* ENTRIES

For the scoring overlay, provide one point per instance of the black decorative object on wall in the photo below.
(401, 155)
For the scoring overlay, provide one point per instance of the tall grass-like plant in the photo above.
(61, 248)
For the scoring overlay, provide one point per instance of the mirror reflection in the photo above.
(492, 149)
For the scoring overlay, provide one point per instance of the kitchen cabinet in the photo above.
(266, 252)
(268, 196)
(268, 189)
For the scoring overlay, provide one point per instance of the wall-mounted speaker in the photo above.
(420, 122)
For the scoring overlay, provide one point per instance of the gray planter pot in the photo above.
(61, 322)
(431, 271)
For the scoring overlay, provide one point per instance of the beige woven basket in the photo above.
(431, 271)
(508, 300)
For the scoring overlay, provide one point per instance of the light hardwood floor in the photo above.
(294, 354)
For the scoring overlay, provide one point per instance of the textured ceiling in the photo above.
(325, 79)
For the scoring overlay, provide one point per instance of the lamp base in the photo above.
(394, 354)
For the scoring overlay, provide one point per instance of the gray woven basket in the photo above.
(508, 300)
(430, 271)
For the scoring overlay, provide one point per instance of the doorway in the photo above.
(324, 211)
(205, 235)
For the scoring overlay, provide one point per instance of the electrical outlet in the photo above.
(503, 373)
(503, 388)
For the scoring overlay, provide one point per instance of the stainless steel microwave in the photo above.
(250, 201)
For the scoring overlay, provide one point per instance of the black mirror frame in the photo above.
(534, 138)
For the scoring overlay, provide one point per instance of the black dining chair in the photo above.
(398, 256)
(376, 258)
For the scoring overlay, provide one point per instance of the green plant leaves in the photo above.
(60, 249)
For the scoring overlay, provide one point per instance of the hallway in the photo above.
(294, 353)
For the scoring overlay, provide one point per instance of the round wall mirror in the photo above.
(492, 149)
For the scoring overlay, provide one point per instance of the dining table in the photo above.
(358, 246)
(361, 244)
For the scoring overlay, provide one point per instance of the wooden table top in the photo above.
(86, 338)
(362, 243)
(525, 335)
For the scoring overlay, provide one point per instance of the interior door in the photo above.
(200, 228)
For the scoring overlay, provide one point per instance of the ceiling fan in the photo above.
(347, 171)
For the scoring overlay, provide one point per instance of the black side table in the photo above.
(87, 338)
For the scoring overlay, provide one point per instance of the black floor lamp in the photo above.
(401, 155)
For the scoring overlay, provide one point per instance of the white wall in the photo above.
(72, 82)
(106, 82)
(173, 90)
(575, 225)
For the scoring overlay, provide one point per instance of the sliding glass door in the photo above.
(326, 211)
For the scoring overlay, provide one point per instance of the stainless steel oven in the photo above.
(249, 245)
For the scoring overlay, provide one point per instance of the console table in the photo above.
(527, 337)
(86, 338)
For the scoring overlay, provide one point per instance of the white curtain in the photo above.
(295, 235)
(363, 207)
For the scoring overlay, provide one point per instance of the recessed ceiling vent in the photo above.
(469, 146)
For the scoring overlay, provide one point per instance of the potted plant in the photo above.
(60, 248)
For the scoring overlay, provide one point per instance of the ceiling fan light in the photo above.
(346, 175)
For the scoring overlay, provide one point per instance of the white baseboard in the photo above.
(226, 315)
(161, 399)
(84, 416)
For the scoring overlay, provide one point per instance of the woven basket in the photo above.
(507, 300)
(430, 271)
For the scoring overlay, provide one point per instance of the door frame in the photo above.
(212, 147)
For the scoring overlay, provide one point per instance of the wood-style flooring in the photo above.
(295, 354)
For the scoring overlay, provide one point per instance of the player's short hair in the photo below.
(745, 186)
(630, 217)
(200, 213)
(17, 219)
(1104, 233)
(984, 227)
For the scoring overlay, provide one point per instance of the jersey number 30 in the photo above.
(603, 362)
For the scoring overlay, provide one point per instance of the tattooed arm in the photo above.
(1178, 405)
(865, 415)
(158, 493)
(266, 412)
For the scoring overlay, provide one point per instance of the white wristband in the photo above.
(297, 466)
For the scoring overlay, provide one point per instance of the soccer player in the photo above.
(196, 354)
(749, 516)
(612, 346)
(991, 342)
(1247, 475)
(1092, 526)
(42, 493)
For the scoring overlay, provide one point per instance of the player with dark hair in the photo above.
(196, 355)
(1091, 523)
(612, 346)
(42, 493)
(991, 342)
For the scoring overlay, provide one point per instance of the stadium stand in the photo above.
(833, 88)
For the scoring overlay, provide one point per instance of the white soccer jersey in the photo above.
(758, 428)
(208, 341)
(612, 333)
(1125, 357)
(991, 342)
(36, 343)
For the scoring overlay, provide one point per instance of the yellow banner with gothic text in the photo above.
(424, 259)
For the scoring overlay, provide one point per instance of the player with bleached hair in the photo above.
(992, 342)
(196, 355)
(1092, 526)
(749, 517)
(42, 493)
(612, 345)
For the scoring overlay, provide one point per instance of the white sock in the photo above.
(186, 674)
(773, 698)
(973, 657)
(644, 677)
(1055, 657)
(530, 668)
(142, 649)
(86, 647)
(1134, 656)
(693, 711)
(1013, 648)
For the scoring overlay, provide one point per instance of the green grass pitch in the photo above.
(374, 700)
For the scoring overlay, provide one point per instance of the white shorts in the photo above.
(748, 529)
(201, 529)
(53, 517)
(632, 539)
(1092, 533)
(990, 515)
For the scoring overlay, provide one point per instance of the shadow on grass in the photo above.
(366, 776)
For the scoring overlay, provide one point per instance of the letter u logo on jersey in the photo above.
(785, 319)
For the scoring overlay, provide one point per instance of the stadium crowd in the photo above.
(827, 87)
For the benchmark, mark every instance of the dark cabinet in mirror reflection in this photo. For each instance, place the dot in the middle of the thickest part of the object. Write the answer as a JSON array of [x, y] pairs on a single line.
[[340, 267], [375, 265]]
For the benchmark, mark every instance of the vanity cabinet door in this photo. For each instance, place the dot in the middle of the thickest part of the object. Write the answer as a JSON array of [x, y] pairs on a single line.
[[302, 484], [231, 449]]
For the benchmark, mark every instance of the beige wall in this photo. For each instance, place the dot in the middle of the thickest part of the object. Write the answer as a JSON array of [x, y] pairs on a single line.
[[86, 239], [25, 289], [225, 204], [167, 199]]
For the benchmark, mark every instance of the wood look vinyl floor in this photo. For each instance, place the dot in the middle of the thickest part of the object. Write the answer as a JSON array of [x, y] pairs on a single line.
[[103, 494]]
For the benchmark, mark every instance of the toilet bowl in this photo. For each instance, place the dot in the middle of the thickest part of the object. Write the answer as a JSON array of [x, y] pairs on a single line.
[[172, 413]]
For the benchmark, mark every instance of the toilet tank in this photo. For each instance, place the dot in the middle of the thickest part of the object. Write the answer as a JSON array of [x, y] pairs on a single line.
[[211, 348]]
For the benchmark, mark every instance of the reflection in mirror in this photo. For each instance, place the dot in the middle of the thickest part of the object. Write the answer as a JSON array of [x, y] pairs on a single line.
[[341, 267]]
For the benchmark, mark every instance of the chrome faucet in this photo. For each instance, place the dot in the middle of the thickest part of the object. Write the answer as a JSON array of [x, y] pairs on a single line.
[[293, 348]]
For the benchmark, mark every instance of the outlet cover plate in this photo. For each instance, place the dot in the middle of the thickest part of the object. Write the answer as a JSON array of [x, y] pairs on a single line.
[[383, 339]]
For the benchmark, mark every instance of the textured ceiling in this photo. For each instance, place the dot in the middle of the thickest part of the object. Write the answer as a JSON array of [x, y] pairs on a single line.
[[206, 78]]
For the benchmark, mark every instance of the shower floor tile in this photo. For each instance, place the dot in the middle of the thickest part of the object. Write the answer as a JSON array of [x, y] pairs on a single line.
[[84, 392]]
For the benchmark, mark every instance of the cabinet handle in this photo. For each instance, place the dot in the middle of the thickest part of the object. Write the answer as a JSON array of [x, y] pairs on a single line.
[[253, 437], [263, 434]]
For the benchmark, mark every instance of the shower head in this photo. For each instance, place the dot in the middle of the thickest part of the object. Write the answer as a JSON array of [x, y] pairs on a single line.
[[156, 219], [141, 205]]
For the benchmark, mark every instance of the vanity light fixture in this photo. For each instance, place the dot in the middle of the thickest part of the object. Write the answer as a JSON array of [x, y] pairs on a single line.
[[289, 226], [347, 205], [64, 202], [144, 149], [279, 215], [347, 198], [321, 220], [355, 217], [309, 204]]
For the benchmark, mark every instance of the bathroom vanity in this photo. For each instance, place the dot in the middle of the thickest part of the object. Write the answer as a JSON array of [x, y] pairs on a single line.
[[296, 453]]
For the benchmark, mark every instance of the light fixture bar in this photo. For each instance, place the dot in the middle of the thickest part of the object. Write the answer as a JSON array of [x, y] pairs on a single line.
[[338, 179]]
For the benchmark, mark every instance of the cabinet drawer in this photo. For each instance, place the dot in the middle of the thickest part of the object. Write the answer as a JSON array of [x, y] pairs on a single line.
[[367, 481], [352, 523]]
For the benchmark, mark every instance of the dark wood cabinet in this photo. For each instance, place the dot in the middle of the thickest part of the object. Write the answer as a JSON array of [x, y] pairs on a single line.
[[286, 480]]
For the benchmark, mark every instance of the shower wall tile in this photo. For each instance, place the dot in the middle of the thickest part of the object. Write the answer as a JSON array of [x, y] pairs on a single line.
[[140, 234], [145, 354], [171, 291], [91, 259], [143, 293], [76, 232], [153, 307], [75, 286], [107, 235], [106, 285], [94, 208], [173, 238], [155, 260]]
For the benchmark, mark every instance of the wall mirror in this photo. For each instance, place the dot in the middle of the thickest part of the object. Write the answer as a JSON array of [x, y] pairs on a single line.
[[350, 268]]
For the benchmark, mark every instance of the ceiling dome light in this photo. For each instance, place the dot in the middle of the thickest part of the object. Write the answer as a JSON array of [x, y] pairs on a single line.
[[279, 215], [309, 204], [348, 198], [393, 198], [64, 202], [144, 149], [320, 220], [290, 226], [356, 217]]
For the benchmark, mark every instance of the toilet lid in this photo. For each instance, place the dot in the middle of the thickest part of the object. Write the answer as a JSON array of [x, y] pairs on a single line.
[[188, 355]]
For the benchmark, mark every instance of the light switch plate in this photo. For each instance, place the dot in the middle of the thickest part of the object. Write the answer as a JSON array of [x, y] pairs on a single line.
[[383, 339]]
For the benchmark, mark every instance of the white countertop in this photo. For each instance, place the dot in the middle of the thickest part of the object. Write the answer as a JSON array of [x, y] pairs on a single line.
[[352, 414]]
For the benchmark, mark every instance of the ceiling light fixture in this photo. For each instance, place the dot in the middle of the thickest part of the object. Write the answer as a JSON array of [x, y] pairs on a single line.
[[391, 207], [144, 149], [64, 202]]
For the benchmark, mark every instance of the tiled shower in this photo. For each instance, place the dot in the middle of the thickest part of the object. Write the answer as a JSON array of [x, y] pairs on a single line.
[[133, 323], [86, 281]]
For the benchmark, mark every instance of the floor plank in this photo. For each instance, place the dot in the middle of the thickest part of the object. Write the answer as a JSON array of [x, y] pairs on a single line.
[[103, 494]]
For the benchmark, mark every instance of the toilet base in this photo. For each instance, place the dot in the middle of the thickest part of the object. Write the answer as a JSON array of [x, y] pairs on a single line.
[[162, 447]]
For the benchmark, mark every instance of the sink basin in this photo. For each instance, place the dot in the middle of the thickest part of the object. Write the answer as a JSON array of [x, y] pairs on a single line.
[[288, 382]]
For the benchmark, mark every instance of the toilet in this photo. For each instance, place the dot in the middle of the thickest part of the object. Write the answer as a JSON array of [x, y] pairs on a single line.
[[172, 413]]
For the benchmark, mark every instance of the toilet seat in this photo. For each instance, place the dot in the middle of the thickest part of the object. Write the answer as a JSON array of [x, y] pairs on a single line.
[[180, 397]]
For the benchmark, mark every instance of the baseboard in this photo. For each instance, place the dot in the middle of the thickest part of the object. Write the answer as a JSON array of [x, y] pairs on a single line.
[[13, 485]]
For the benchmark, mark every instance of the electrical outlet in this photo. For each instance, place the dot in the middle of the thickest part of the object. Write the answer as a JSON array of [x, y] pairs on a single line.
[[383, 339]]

* JOB
Quote, word for word, every line starting at the one that contains "For the benchmark, mark every instance of the tiled" and ending with the final line of the entries.

* SOLVED PROBLEM
For the benchmark, mark every instance of the tiled shower in this photo. For each instance, place the dot in the middle of the thickest part of the object. Write the answer as a JSON array of [x, y] pairs on a single line.
[[133, 323], [86, 281]]
For the benchmark, mark every instance of the floor plank in this photo. For each instance, place the dot in the middle of the thickest part of the object. Write the answer as a JSON array of [x, y] pairs on a single line.
[[103, 494]]
For the benchmark, mark every instance of the toilet base in this photo. For each instance, place the dot in the middle of the thickest part of the object. Write the answer as a JSON array of [x, y] pairs on a single line.
[[162, 447]]
For the benchmark, mark every instance of the sink basin in this photo. For each instance, place the dot in the middle of the thickest part of the object. Write the answer as a JSON array of [x, y] pairs on a single line.
[[288, 382]]
For the benchmark, mark every instance of the toilet in this photo. For each instance, place the dot in the middle of the thickest part of the object. Write the answer as a JSON array of [x, y] pairs on a single line.
[[172, 413]]
For the benchmark, mark every instance of the toilet seat in this photo. For each instance, place the dot in the middle of the thickest part of the object. Write the answer as a JSON array of [x, y] pairs on a single line.
[[180, 397]]
For the benchmark, mark every instance of the baseboard in this photo. For each instance, place the dot in the middle of the thickest part of the object. Write the answer as a JSON array of [x, y] pairs on a single line.
[[13, 485]]
For the benchmark, mark every instance of the electrical outlet in this photo. For each instance, place the dot in the middle of the thickest part of the object. Write the answer as a JSON array of [x, y] pairs on a single line.
[[383, 339]]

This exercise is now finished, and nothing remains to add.